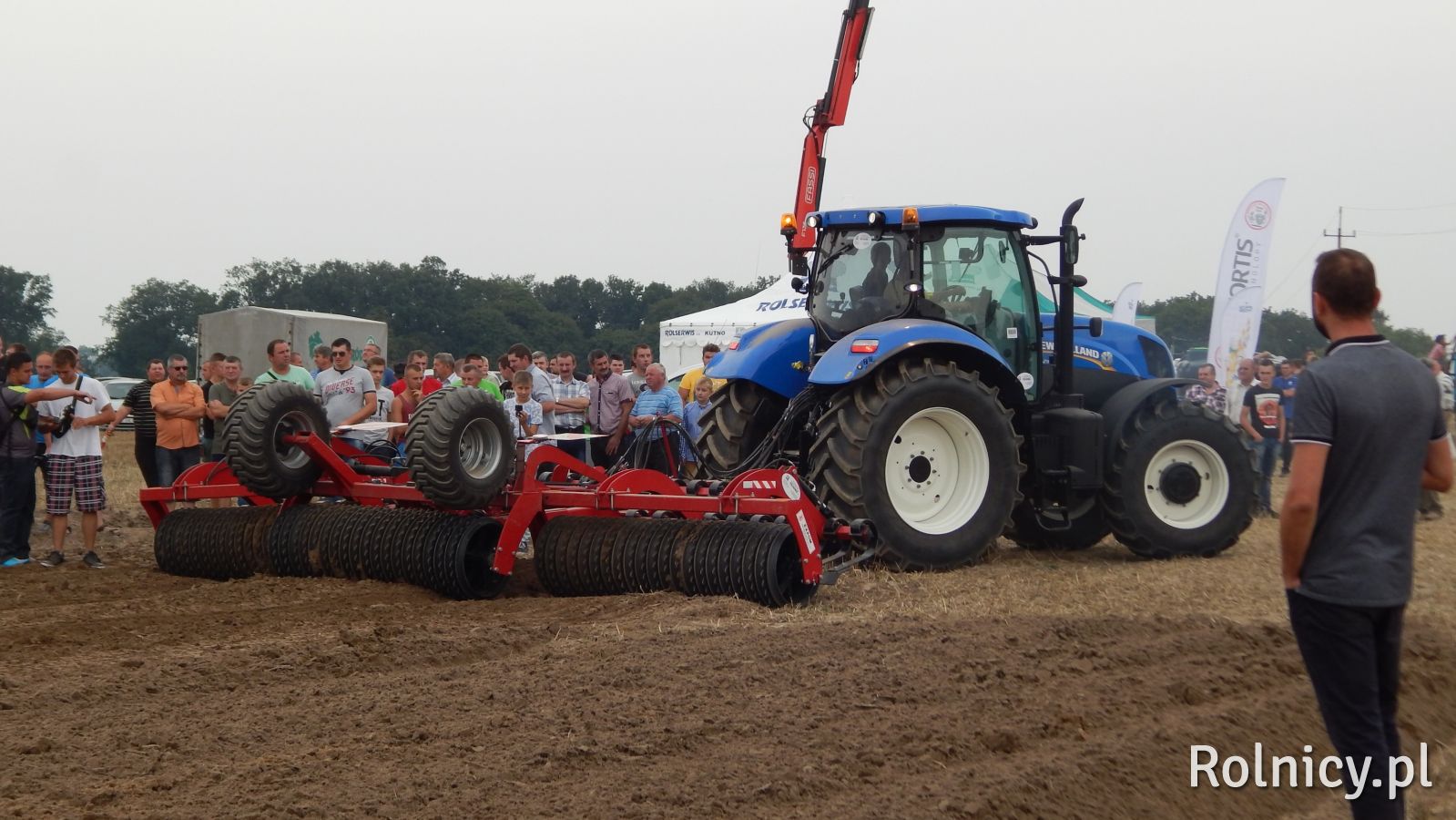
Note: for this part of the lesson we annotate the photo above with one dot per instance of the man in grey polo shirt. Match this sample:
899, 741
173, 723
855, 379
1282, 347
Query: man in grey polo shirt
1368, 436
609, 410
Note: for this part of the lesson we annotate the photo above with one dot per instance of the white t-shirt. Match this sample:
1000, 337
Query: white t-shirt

§

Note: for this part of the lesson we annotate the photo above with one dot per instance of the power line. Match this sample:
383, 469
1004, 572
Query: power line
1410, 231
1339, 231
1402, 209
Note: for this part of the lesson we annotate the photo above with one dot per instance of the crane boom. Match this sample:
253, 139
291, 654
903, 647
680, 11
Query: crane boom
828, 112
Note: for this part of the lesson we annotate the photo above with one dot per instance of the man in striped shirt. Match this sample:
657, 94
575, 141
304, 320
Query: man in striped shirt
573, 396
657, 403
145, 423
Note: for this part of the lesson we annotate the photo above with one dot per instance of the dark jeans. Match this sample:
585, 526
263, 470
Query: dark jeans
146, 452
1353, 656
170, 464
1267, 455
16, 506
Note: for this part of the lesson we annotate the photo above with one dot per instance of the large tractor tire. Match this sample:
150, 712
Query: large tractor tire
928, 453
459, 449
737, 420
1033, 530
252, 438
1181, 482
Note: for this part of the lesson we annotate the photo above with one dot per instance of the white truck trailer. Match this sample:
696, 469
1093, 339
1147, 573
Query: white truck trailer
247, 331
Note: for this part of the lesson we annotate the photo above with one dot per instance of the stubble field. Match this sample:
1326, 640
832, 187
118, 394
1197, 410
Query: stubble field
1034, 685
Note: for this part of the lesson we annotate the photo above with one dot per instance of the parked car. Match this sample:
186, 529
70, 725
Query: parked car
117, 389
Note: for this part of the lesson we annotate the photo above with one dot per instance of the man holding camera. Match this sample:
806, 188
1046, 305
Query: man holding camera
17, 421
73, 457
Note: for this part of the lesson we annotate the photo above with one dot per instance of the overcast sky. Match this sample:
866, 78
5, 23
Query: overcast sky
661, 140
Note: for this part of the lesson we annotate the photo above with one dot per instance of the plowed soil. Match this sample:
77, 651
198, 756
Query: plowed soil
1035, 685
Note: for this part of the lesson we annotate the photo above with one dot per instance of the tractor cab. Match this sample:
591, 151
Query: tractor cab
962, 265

§

> **EXERCISE REQUIREMENTS**
Substitute "charcoal" for "grey" in the lines starting with the one containing "grey polo shirt." and going on through the one containing "Query: white t-shirt", leaving everything else unchanged. Give only those lines.

> **TASK RESPONSE**
Note: for this part of the lesson we annotate the photo above with one dot per instance of the man in charcoal polo shirt. Match this sample:
899, 741
173, 723
855, 379
1282, 347
Query: man in charcoal polo shirt
1368, 436
609, 410
Note: for this part of the lesson we annotate the photo above with one dot per instance of the white t-shirt. Match this sample:
1000, 337
Query: white t-shirt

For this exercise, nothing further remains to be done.